* **PÁGINA**:
+ + +

O trovão representa a voz divina de Zeus, incompreensível para o humano mortal e comum. Voz divina atuando em uma ação criadora similar àquela cristã (e de outras religiões) que diz que “no início era o verbo”. A criação (ou recriação, reinstauração da criação) de todas as coisas que existm vai sendo firmada na tempestade pelo som (do trovão) e pela luz (dos relâmpagos), que cai fazendo as coisas aparecerem na escuridão, e irem tomando forma mais clara para nós com forme vamos percebendo que coisas são essas e que formas elas têm a cada relâmpago.
É como se o fato de irmos percebendo que coisas são essas fosse a própria criação dessas coisas acontecendo diante de nós, como no escuro elas ainda não existissem por completo e estivessem apenas vagamente esboçadas, mas fossem tomando forma conforme fossem aparecendo à luz dos raios no meio da tempestade do "esperma criador" que desaba do céu.

+ + +

* **REGISTROS DE DADOS**:
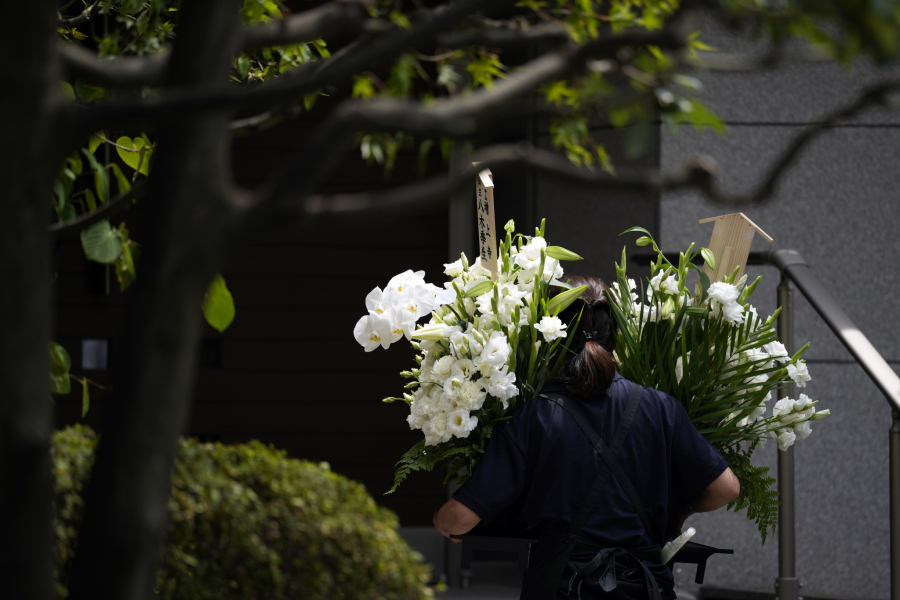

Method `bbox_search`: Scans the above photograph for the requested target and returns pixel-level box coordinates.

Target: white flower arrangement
[354,221,585,491]
[607,227,829,542]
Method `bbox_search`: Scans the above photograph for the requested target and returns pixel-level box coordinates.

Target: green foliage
[606,227,828,543]
[203,273,234,332]
[47,342,72,394]
[721,447,780,544]
[53,426,432,600]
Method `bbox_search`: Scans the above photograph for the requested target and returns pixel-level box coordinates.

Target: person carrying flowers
[434,276,740,600]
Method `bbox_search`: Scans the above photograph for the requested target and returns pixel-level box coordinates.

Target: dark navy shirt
[455,374,728,582]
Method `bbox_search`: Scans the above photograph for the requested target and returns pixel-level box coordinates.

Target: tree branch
[47,180,149,240]
[58,1,98,27]
[241,0,369,50]
[59,42,171,89]
[256,142,712,223]
[60,0,376,89]
[700,80,900,206]
[244,22,685,217]
[436,23,569,50]
[271,81,900,226]
[64,0,513,137]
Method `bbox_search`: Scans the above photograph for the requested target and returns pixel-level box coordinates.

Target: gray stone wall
[659,15,900,598]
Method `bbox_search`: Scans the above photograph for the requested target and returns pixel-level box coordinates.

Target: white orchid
[534,317,566,342]
[788,360,812,387]
[353,314,394,352]
[366,287,390,315]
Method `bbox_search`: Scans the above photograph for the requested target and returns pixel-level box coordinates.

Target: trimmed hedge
[53,425,433,600]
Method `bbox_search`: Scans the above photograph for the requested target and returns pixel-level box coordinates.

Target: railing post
[889,408,900,600]
[775,272,800,600]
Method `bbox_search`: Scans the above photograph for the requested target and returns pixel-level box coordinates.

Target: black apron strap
[521,383,655,600]
[545,383,660,544]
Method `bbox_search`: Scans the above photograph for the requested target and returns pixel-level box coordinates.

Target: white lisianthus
[772,398,794,417]
[748,374,769,393]
[707,281,741,305]
[763,341,788,360]
[659,275,678,296]
[794,421,812,440]
[469,256,491,278]
[479,365,519,409]
[722,302,744,324]
[431,354,456,382]
[788,360,812,387]
[474,331,510,368]
[516,237,547,272]
[609,279,638,302]
[447,408,478,438]
[450,358,477,381]
[453,381,487,411]
[422,413,450,446]
[534,317,566,342]
[425,283,456,310]
[542,258,565,281]
[353,314,393,352]
[776,429,797,450]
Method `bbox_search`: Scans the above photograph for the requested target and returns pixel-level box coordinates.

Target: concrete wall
[660,15,900,598]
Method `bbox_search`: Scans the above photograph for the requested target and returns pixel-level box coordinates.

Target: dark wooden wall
[55,116,448,526]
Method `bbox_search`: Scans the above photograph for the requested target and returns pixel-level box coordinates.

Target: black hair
[551,275,616,396]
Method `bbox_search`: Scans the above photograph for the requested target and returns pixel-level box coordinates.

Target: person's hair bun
[554,275,616,396]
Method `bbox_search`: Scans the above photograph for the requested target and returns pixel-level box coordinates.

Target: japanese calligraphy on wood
[700,213,772,283]
[475,169,497,279]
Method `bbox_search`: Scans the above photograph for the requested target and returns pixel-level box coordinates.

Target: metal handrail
[753,250,900,600]
[631,250,900,600]
[760,250,900,410]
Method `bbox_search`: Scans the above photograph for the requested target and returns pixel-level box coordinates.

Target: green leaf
[203,273,234,331]
[116,136,153,175]
[545,246,583,260]
[700,248,716,271]
[109,163,131,196]
[47,342,72,375]
[81,220,122,264]
[547,285,587,315]
[88,131,106,154]
[75,81,106,102]
[81,378,91,419]
[84,189,97,212]
[113,242,140,292]
[237,54,250,81]
[47,342,72,394]
[465,281,494,298]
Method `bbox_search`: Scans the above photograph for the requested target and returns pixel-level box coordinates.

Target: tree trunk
[70,0,239,600]
[0,0,61,600]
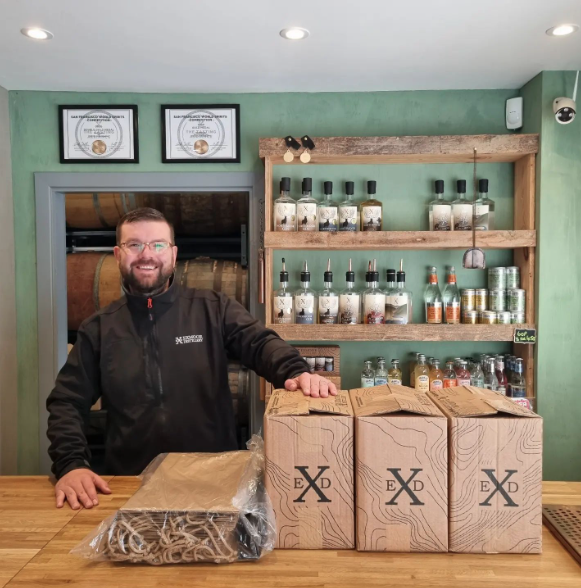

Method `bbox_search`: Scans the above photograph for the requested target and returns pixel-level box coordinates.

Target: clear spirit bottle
[317,182,339,232]
[295,261,317,325]
[452,180,474,231]
[429,180,452,231]
[360,180,383,231]
[274,178,297,231]
[474,179,495,231]
[297,178,319,232]
[339,260,361,325]
[339,182,359,232]
[272,257,295,325]
[319,259,339,325]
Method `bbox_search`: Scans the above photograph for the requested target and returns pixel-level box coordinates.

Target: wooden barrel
[67,253,248,331]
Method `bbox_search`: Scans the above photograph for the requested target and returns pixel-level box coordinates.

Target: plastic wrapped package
[71,436,275,565]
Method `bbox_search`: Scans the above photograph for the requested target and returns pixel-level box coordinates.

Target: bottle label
[274,202,297,231]
[273,296,293,325]
[452,204,473,231]
[339,206,357,231]
[361,206,381,231]
[432,204,452,231]
[416,375,430,392]
[339,294,361,325]
[446,301,460,325]
[295,294,315,325]
[297,202,317,231]
[363,294,385,325]
[319,206,337,231]
[426,302,442,325]
[319,296,339,325]
[385,294,409,325]
[474,204,490,231]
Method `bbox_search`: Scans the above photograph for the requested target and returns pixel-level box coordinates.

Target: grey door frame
[34,172,264,474]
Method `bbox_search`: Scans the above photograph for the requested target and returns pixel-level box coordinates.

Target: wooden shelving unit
[259,134,539,399]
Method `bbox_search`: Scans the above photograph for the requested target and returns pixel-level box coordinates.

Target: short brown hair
[116,208,175,245]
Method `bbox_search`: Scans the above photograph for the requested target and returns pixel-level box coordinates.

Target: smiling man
[47,208,337,509]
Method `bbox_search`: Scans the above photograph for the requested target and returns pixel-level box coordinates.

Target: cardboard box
[350,385,448,552]
[428,386,543,553]
[264,390,355,549]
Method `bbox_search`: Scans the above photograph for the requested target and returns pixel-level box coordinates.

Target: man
[47,208,337,509]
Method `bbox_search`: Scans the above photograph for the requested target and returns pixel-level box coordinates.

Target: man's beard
[121,261,174,296]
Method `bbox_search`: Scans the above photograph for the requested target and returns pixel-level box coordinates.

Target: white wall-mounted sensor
[506,96,523,131]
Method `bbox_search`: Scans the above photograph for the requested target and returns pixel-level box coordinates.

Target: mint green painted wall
[10,90,517,474]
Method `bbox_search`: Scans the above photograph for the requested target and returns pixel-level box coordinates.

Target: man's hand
[284,372,337,398]
[54,468,111,510]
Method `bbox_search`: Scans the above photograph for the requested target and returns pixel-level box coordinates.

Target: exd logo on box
[480,469,518,506]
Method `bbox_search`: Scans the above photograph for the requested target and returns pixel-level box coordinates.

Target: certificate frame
[161,104,240,163]
[58,104,139,164]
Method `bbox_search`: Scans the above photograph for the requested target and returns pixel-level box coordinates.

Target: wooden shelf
[264,230,537,251]
[267,324,535,342]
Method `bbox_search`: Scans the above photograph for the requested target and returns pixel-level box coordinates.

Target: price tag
[514,329,537,345]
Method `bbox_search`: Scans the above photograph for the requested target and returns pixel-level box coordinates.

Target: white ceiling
[0,0,581,92]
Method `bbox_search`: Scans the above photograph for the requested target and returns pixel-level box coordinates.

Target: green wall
[523,72,581,480]
[10,90,528,477]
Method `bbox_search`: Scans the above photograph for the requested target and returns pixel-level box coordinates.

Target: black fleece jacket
[46,282,309,478]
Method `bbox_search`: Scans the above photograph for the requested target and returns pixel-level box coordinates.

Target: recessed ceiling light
[20,27,54,41]
[546,23,579,37]
[280,27,310,41]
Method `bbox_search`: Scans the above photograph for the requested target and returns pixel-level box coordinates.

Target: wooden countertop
[0,477,581,588]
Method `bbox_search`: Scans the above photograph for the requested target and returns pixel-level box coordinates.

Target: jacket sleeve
[46,321,101,479]
[220,294,309,388]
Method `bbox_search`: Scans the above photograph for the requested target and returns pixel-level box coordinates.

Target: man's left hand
[284,372,337,398]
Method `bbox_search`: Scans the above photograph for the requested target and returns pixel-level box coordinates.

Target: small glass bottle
[363,259,385,325]
[339,182,359,232]
[387,359,402,386]
[442,266,461,325]
[274,178,297,232]
[272,257,295,325]
[474,179,495,231]
[297,178,319,233]
[360,180,383,231]
[319,259,339,325]
[452,180,474,231]
[375,357,387,386]
[429,180,452,231]
[339,260,361,325]
[361,361,375,388]
[444,361,458,388]
[295,261,317,325]
[414,353,430,392]
[424,266,442,325]
[317,182,339,233]
[470,361,484,388]
[430,359,444,392]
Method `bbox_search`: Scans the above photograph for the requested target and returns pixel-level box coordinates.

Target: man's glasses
[119,241,172,255]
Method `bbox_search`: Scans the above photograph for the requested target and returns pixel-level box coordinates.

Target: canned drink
[460,288,476,311]
[462,310,478,325]
[474,288,488,311]
[488,290,506,312]
[488,267,506,290]
[496,310,511,325]
[506,266,520,290]
[507,290,526,312]
[510,312,525,325]
[478,310,496,325]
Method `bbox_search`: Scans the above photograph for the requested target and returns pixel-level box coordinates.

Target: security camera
[553,72,579,125]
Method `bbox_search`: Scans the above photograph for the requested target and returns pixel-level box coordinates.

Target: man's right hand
[54,468,111,510]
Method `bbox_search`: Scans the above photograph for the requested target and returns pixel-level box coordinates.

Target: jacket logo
[176,335,204,345]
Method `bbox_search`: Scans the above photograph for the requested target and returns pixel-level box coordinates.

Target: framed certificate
[59,104,139,163]
[161,104,240,163]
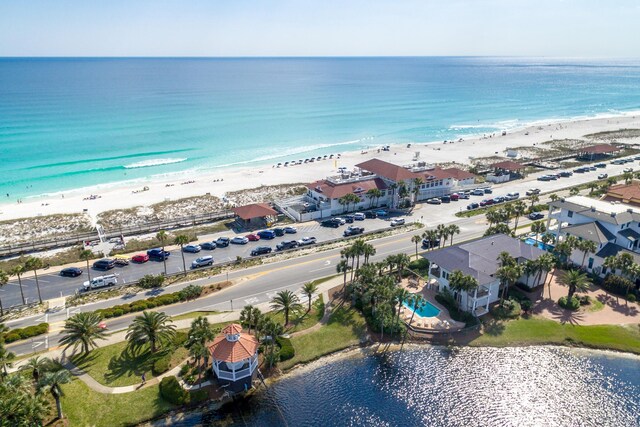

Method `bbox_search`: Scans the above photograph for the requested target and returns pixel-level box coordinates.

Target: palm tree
[126,311,176,353]
[560,270,591,299]
[447,224,460,246]
[60,312,107,354]
[411,234,422,259]
[174,234,189,274]
[156,230,169,276]
[9,264,27,304]
[302,282,318,312]
[78,249,93,281]
[0,270,9,317]
[271,290,302,326]
[24,257,43,304]
[41,369,71,419]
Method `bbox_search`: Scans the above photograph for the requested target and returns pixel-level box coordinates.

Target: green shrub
[151,354,171,375]
[160,375,191,405]
[558,297,580,310]
[276,337,296,361]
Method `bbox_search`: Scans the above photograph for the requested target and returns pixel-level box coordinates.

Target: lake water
[168,346,640,427]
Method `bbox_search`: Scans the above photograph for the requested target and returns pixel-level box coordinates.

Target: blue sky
[0,0,640,58]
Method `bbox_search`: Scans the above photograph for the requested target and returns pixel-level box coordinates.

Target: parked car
[82,274,118,291]
[344,225,364,237]
[200,242,217,251]
[258,230,276,240]
[131,254,149,264]
[298,237,316,246]
[216,237,231,248]
[191,255,213,268]
[60,267,82,277]
[147,248,171,261]
[276,240,298,251]
[251,246,271,256]
[93,258,116,270]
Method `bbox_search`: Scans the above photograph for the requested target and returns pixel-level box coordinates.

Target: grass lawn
[72,341,189,387]
[469,317,640,354]
[279,307,367,369]
[62,379,174,427]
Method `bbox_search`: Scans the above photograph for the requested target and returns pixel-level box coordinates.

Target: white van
[82,274,118,291]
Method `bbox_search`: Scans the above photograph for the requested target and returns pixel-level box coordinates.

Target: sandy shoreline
[0,113,640,221]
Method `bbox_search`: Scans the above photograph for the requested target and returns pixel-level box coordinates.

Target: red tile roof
[209,323,259,363]
[307,178,387,199]
[356,159,421,182]
[232,203,278,220]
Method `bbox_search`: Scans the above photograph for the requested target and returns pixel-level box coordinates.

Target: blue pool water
[524,237,553,252]
[403,301,440,317]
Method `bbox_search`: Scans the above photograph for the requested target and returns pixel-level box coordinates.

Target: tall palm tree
[411,234,422,259]
[41,369,71,419]
[560,270,591,299]
[271,290,301,326]
[24,257,43,304]
[78,249,93,281]
[0,270,9,317]
[156,230,169,276]
[173,234,189,274]
[302,282,318,312]
[60,312,107,354]
[447,224,460,246]
[9,264,27,304]
[126,311,176,353]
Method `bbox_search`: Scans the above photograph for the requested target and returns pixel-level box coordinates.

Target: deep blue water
[175,347,640,427]
[0,57,640,200]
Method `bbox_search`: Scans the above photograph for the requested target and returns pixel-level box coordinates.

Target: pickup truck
[82,274,118,291]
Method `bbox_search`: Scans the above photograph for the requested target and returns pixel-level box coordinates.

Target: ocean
[0,57,640,203]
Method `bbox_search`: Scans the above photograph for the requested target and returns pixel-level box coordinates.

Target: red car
[131,254,149,264]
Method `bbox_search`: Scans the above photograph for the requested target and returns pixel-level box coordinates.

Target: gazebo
[232,203,278,226]
[209,323,259,393]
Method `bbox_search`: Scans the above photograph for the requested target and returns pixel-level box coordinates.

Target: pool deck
[400,277,465,332]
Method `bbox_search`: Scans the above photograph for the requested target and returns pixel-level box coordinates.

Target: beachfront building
[422,234,547,317]
[547,196,640,276]
[209,323,259,393]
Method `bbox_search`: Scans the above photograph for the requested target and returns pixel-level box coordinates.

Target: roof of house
[562,221,616,243]
[356,159,420,182]
[209,323,259,363]
[423,234,544,285]
[232,203,278,220]
[578,144,620,154]
[307,178,387,199]
[491,160,524,171]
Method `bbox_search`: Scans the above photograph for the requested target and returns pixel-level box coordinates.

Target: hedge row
[96,285,202,318]
[4,323,49,344]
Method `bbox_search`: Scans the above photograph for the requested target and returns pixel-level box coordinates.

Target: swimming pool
[403,301,440,317]
[524,237,553,252]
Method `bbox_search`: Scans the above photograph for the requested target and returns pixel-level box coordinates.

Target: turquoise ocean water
[0,58,640,203]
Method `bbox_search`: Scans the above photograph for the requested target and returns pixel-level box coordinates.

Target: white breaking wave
[124,158,187,169]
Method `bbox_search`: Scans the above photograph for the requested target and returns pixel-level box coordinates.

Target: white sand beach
[0,114,640,227]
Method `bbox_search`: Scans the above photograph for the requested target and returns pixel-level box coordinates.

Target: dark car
[60,267,82,277]
[147,248,171,261]
[251,246,271,256]
[93,258,116,270]
[344,225,364,237]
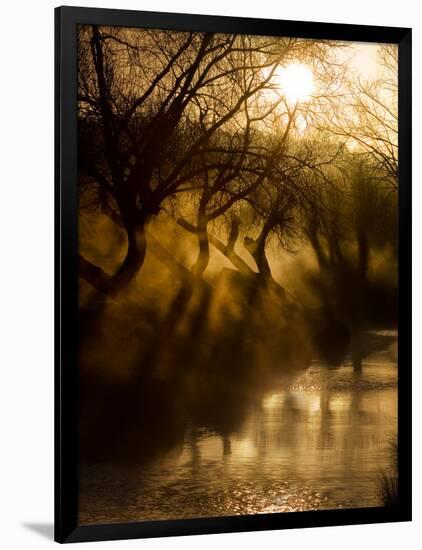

+ + +

* **PROBLEMAS E TAREFAS**:
• A. No texto sobre o trovão de Zeus, o que o trovão representa?
• B. Retome o texto sobre o trovão de Zeus a partir do ponto em que ele termina.

* **RESPOSTAS ESCRITAS**:
• A. A voz divina de Zeus, incompreensível para o humano mortal e comum.

• B.
Na verdade, na imaginação dos gregos não apenas o relâmpago mas o brilho em geral ― e em especial o brilho do ouro ― tem miticamente o poder de fecundar a alma, de fazer as coisas tomarem forma e aparecerem nela. Existe por exemplo um mito, mencionado pela autora, em que Zeus se transforma em chuva de ouro fino para conseguir penetrar na cela onde Dânae, a futura mãe de Perseu, estava presa, e foi ele (Zeus) que a fecundou. Esse é o mito de origem do herói Perseu (aquele que cavalgaca o cavalo alado chamado Pégasus.
Muitos séculos mais tarde, depois da Idade Média, a busca dos alquimistas pelo ouro também esteve ligada a essa simbologia do brilho como uma espécie de poder fecundador desse metal.Tanto nesseas alquimistas quanto na antiga mitologia grega, existia a ideia de que o brilho purificador fecunda o lado espiritual das coisas e especialmente das pessoas. Faz nascerem coisas na alma. E o desenvolvimento pelo qual os alquimistas achavam que os metais podiam passar até serem transformados em ouro está ligado a essa ideia de "fecundação" desses metais por algum pedaço de ouro.
Essa ideia, para os alquimistas, também estava ligada à noção de um "amedurecimento" das coisas que seria provocado pelo brilho do ouro. A ideia era a de que todo metal tende a transformar-se em ouro naturalmente com o tempo, conforme vai "amadurecendo", só que num processo muitíssimo lento.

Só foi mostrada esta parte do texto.